---------- Extrait
Un stade pour décrocher l’or

La ville de Pantin a fait de la rénovation de son stade Charles Auray une priorité de la mandature, avec une volonté d’excellence qui doit se traduire par une démarche de bâtiment durable (BDF) niveau or.

Jamais achevé, le stade du quartier de La Seigneurie de Pantin, baptisé Charles Auray avant la guerre, se complète désormais :

– d’une halle sportive avec un plateau multisports,

– De trois salles de boxes ;

– D'une salle d’escalade ;

– D'un dojo et des salles associatives.

 

Plus de 4000 m2 pour des travaux de 15 millions HT, une belle bête. L’agence dyonisienne Atelier d’architecture Ramdam s’impose dès 2020 en concours devant des pointures comme Encore Heureux et le Nantais Raum. Le charpentier ACDF mobilise ensuite tout son savoir-faire industriel, avec l'entremise du BE bois ECSB, habitué aux grands chantiers comme celui de Notre-Dame.

 

La doctrine des sapeurs-pompiers fait floquer le bois apparent et dégrade les émissions des projets. © Jonas Tophoven

 

La doctrine des sapeurs-pompiers de la préfecture de police de Paris, toujours en électron libre quatre ans après sa publication, est interprétée par les doctrinaires dans un sens restrictif qui mène à floquer puis recouvrir l’essentiel des éléments porteurs en bois. Pour autant, l’équipe de construction menée par GCC devrait atteindre une performance exceptionnelle E3C2 et l’ouvrage revendiquer ses partis-pris climatiques par un bardage en châtaignier.

 

 

 

Pantin avec un P comme patrimoine

Bertrand Kern, maire de Pantin, veut livrer ce projet en décembre 2025, en illustration du travail d’une mandature. Il ne s’agit pas que de faire quelque chose pour le sport dans une mandature marquée par les JOP de 2024. Il s’agit surtout de boucler un centenaire de travaux inaboutis pour ce stade de la Seigneurie niché dans un quartier classable par l’UNESCO tant son patrimoine historique et architectural est riche, à l’image de l’école de Plein Air et de la Maison des vieillards. Le projet à traîné pour des questions de budget. Hélène Dabo, la directrice générale adjointe Patrimoine Bâti et Cadre de vie chez Ville de Pantin, assure la maîtrise d’ouvrage.
--------------------
■ **Travail demandé**:
a – Selon l'extrait, quelle agence remporte le concours d'architecture dès 2020 ?
b – Recopiez l'extrait de « Jamais achevé, le » à « des salles associatives. ».
c – Traduisez en anglais cette phrase de l'extrait : « Bertrand Kern, maire de Pantin, veut livrer ce projet en décembre 2025, en illustration du travail d’une mandature. »
---------- Données présentées
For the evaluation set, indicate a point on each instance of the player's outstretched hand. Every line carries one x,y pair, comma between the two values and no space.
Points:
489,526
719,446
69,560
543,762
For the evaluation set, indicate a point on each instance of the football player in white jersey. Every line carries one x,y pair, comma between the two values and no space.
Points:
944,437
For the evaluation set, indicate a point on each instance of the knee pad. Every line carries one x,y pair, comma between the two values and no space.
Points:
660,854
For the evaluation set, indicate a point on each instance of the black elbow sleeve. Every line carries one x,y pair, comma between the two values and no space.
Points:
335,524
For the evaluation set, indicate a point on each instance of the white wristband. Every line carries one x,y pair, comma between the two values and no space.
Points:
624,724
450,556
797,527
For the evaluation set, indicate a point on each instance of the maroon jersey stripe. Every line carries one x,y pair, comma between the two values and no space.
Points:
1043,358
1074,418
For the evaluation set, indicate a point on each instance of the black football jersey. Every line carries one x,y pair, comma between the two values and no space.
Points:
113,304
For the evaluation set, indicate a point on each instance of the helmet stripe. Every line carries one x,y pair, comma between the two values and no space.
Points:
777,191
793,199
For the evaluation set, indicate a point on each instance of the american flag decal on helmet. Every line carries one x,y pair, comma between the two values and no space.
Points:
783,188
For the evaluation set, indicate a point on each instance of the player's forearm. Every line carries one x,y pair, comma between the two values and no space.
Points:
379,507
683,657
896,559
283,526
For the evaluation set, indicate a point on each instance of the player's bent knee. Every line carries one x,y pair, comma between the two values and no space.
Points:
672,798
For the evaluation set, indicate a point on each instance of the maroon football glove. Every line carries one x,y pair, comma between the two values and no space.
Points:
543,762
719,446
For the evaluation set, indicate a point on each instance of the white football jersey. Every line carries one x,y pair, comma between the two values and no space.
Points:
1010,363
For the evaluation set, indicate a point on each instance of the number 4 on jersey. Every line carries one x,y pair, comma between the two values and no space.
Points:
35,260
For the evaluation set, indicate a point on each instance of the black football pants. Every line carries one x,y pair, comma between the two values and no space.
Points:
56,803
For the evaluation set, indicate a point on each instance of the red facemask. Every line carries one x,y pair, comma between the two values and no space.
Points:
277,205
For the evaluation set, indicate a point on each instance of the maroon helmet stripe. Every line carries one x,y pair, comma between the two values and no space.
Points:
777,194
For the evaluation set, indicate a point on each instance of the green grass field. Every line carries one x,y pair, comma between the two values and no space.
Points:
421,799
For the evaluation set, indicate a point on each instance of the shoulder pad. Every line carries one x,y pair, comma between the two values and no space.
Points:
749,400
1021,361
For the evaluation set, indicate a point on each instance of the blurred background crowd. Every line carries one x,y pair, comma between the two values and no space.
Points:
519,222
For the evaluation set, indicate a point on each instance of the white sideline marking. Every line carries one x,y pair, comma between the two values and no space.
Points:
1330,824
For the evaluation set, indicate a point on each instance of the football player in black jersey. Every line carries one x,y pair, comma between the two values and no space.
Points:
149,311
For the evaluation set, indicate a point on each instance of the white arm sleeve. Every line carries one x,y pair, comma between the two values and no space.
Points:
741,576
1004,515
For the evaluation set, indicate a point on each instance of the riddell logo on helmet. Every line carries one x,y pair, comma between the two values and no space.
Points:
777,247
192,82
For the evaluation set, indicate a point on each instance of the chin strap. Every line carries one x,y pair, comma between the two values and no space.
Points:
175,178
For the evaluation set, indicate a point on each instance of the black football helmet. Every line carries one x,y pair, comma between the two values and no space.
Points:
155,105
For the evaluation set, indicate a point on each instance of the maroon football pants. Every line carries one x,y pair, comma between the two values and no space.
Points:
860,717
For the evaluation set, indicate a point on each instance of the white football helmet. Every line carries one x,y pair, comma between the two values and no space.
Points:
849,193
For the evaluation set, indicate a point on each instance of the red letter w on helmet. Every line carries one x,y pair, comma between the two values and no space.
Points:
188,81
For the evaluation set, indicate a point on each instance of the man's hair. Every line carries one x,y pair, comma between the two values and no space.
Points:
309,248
--------------------
---------- Données présentées
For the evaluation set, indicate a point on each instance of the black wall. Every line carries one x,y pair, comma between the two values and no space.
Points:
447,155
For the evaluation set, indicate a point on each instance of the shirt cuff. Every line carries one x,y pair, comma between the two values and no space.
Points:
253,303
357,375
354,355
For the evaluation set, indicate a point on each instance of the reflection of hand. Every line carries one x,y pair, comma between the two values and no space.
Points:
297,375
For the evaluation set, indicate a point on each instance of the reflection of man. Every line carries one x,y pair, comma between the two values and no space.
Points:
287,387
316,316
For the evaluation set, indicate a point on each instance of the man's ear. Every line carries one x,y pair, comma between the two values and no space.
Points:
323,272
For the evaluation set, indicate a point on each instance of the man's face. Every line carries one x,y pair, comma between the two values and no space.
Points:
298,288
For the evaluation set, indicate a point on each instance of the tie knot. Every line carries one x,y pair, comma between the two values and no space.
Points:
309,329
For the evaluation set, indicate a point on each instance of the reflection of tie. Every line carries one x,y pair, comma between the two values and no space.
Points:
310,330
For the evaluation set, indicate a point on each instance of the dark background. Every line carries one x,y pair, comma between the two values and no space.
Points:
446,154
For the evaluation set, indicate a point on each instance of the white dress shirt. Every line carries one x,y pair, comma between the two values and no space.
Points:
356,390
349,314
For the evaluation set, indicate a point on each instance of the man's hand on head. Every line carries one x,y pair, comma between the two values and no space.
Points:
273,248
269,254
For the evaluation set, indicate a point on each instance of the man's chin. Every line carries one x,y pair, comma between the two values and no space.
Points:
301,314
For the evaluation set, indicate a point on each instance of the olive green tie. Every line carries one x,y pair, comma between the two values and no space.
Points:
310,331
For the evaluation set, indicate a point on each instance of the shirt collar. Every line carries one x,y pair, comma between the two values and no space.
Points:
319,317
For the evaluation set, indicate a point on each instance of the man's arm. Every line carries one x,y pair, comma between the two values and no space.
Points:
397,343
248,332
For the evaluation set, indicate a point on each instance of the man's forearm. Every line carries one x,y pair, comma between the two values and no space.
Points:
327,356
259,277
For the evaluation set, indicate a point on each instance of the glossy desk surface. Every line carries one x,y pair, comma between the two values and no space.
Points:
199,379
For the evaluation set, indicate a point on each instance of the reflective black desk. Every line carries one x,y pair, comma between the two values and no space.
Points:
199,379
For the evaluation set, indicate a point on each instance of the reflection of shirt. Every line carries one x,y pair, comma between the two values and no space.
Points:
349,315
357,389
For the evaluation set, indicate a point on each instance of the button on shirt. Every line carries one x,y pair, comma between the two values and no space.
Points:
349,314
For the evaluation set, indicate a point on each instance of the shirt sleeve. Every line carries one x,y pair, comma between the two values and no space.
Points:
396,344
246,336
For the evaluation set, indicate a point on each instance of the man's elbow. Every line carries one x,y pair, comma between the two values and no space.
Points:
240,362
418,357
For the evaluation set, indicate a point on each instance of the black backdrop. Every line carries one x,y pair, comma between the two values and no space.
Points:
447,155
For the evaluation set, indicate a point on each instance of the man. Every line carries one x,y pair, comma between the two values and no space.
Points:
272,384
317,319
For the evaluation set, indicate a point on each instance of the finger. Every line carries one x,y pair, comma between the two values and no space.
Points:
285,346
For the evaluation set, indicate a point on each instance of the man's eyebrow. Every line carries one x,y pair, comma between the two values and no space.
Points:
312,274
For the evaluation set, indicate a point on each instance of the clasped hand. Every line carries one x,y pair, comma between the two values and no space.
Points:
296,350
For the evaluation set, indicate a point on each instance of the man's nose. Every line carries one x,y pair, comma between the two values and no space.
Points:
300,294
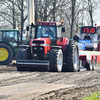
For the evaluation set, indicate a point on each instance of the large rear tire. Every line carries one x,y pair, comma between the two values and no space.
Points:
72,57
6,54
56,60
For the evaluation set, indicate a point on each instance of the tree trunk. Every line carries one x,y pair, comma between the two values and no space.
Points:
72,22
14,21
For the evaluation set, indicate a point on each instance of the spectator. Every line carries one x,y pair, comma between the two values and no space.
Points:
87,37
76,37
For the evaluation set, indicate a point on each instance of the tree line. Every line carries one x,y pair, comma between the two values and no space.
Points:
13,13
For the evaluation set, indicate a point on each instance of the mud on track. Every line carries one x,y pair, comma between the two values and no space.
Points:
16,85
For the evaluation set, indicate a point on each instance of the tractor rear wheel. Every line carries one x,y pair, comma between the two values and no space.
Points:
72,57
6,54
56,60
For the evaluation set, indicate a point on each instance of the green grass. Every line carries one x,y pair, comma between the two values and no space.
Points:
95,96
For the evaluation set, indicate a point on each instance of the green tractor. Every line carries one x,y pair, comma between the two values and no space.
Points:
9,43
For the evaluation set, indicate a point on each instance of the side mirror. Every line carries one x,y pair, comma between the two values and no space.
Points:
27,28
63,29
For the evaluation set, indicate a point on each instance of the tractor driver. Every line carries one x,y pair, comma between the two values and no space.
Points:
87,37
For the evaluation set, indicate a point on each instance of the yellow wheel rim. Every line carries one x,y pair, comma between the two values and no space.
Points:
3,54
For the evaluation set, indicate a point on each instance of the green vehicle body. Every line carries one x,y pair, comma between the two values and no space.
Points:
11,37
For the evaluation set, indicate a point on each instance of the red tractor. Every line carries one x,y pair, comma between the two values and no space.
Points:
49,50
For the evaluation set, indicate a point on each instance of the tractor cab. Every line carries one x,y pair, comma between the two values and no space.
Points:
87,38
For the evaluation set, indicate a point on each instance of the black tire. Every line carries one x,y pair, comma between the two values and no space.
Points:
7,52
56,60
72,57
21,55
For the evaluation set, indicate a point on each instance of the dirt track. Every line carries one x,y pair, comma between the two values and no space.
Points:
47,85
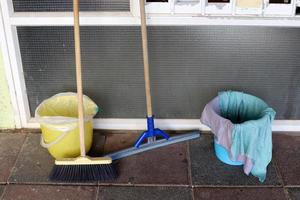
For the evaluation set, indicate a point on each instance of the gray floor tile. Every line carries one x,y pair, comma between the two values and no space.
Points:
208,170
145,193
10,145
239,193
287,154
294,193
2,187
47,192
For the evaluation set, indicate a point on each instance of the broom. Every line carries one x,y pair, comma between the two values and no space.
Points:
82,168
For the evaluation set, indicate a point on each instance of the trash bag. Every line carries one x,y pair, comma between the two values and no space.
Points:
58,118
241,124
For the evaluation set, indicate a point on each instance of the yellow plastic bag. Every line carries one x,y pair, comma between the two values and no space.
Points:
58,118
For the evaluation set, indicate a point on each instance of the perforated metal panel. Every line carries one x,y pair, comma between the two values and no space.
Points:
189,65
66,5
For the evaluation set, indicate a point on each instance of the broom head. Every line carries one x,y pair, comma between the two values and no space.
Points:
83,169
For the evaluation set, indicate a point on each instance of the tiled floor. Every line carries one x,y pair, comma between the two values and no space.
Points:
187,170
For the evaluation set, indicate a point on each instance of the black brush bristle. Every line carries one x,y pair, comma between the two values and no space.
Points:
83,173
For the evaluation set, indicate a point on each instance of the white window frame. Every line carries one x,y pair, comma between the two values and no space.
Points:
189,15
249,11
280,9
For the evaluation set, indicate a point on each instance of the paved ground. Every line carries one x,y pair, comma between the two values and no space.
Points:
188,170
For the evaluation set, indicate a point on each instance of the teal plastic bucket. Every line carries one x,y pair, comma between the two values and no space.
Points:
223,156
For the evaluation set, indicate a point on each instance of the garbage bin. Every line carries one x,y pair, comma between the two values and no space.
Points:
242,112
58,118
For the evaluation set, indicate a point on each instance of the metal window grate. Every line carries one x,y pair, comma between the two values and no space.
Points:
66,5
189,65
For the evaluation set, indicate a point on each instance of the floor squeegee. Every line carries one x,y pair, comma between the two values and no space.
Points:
--------------------
---------- Données présentées
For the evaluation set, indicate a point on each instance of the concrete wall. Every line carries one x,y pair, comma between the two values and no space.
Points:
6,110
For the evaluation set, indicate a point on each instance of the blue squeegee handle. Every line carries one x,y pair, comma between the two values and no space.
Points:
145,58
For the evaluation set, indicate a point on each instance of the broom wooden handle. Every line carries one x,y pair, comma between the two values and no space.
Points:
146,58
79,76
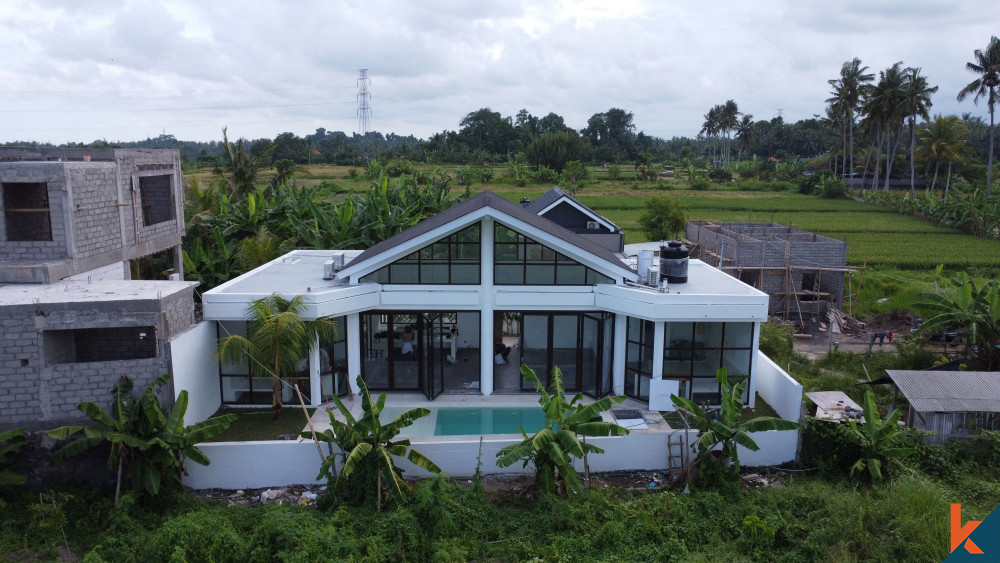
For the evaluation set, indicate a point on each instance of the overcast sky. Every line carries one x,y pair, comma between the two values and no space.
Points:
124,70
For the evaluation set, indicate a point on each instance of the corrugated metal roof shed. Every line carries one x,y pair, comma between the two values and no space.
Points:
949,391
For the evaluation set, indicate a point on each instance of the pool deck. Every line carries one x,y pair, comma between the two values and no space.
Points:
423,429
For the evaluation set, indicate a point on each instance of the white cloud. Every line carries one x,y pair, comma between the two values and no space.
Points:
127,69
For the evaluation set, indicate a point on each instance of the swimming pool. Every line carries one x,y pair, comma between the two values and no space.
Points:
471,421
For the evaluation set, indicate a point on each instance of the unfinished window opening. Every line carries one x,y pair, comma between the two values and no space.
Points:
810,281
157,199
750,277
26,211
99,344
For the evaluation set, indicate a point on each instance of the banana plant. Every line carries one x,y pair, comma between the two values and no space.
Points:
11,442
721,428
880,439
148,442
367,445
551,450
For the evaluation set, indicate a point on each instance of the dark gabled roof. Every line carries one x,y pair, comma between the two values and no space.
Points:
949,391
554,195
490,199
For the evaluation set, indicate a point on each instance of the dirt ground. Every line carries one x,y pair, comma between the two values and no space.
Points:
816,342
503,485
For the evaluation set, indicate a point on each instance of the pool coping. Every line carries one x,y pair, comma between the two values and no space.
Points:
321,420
--------------------
■ **Réponses par tâche**:
a – L'agence dyonisienne Atelier d'architecture Ramdam.

b –
Jamais achevé, le stade du quartier de La Seigneurie de Pantin, baptisé Charles Auray avant la guerre, se complète désormais :

– d’une halle sportive avec un plateau multisports,

– De trois salles de boxes ;

– D'une salle d’escalade ;

– D'un dojo et des salles associatives.

c – Bertrand Kern, mayor of Pantin, wants to deliver this project in December 2025, as an illustration of the work of a term of office.